**Activity:**
Transcribe the following entries word for word. End with the line where "# Target: green shrub" appears.

**Extracted data:**
····················

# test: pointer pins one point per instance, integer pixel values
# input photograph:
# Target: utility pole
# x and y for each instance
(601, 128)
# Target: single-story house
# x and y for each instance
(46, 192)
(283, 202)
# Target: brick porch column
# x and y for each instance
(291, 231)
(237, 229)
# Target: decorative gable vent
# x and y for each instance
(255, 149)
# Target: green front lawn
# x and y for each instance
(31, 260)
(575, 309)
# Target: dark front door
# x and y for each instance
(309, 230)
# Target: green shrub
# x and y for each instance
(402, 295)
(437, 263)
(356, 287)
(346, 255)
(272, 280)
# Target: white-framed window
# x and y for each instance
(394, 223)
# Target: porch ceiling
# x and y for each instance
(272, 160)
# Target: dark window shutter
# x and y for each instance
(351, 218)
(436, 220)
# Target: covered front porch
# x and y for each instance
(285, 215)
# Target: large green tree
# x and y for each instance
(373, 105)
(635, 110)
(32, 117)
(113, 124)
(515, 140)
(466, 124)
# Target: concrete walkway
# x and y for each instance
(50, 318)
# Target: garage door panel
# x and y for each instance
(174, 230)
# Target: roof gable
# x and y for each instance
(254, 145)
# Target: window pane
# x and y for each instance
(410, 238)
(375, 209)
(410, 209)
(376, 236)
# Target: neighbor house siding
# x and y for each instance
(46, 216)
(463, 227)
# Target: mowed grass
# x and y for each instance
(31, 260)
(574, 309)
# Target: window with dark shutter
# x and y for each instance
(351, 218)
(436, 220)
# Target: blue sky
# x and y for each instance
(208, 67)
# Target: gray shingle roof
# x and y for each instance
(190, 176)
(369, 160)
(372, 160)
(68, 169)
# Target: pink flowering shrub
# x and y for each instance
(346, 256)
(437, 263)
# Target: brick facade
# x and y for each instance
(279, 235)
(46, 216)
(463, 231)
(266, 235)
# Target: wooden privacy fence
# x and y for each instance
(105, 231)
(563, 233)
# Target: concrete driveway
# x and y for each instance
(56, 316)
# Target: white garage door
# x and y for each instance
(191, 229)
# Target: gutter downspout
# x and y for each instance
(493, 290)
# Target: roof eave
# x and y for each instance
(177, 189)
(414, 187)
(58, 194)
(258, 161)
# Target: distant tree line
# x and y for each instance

····················

**Task result:**
# test: pointer pins one point per instance, integer pixel values
# input photograph:
# Target: utility pole
# x and y for each instance
(601, 128)
# Target: single-story house
# x and y for each instance
(46, 192)
(283, 202)
# Target: brick porch column
# x and y for each instance
(291, 231)
(237, 229)
# Target: decorative gable vent
# x and y for each instance
(255, 149)
# Target: green front lawn
# x and y for each instance
(31, 260)
(575, 309)
# Target: dark front door
# x and y for each instance
(309, 230)
# Target: green shrub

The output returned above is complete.